> [GOAL] Find every line in the material that contains the string "green" and copy each one. Matching is case-sensitive.

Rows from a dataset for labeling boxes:
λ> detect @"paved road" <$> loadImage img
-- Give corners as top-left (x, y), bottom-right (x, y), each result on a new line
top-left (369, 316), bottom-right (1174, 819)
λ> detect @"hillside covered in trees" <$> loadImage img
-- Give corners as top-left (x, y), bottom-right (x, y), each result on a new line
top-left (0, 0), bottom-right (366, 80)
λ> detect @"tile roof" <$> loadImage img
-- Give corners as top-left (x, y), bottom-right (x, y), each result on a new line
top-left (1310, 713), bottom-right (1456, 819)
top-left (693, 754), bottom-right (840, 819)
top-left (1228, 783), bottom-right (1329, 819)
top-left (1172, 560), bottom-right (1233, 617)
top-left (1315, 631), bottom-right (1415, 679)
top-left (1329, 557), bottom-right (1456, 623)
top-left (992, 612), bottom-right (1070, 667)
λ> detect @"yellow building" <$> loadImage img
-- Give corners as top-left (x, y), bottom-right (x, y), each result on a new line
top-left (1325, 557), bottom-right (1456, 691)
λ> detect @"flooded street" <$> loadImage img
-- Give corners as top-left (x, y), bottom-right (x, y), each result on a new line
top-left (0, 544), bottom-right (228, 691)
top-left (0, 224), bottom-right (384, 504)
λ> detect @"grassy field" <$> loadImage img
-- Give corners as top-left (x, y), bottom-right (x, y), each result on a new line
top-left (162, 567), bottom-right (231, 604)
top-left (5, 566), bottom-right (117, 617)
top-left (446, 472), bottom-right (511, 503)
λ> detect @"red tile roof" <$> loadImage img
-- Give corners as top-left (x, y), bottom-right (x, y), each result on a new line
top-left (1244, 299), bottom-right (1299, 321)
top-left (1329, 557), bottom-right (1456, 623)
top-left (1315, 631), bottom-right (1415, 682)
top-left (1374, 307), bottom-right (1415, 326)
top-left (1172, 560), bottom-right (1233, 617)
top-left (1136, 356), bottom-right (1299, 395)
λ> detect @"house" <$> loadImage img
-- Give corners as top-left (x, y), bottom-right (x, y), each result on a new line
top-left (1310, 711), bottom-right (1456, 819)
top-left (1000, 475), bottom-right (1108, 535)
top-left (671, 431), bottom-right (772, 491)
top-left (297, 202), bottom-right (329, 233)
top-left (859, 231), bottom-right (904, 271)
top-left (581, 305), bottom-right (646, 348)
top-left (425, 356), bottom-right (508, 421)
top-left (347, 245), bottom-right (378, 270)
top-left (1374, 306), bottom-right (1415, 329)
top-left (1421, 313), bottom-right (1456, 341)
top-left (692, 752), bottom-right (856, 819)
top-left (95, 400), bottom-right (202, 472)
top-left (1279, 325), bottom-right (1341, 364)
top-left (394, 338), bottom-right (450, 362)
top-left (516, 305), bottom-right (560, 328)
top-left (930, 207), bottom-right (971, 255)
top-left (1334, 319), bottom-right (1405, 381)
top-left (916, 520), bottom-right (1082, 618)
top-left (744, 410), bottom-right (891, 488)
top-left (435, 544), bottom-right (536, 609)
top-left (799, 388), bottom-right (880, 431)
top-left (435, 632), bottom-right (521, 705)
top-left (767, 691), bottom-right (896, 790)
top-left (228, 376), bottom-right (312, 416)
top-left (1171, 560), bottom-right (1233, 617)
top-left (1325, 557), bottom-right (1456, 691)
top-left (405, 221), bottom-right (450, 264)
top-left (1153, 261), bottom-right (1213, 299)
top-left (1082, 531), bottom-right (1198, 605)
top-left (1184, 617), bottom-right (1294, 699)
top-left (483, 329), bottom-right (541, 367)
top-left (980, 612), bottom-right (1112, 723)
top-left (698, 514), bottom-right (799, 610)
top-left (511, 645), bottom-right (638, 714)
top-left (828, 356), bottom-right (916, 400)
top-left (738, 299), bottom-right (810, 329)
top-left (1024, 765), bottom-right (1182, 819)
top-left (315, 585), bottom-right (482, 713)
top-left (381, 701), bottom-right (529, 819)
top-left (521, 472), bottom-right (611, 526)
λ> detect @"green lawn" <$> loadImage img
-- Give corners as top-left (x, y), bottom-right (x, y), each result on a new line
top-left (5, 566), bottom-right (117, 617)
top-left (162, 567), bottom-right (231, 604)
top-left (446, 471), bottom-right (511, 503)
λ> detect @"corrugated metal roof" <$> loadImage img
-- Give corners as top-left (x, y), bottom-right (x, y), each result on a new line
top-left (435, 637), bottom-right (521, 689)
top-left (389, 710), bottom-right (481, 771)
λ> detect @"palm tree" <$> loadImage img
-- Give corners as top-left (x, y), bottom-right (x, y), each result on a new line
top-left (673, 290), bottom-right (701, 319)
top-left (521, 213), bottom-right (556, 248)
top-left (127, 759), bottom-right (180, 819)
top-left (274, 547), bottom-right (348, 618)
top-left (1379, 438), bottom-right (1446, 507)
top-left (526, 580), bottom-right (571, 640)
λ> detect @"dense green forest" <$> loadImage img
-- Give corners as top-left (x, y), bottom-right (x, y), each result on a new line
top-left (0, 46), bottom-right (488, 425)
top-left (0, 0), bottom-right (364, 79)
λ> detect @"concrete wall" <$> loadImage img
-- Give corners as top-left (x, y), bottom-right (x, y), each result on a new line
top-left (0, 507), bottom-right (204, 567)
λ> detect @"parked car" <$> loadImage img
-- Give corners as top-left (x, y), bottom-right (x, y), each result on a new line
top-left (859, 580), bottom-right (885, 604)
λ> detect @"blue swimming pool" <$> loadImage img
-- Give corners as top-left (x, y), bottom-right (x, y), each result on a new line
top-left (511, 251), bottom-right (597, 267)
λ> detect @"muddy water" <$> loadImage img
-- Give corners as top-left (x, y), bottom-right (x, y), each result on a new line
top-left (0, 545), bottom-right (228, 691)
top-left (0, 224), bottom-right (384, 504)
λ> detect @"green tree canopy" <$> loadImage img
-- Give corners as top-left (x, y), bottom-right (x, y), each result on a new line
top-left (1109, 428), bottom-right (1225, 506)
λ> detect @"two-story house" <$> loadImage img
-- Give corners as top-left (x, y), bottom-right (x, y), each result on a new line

> [FULL SOLUTION]
λ> detect @"green lawn" <$> loadImage img
λ> detect @"dense green forest" <$> loadImage img
λ> detect @"green tree canopy" <$> loadImage img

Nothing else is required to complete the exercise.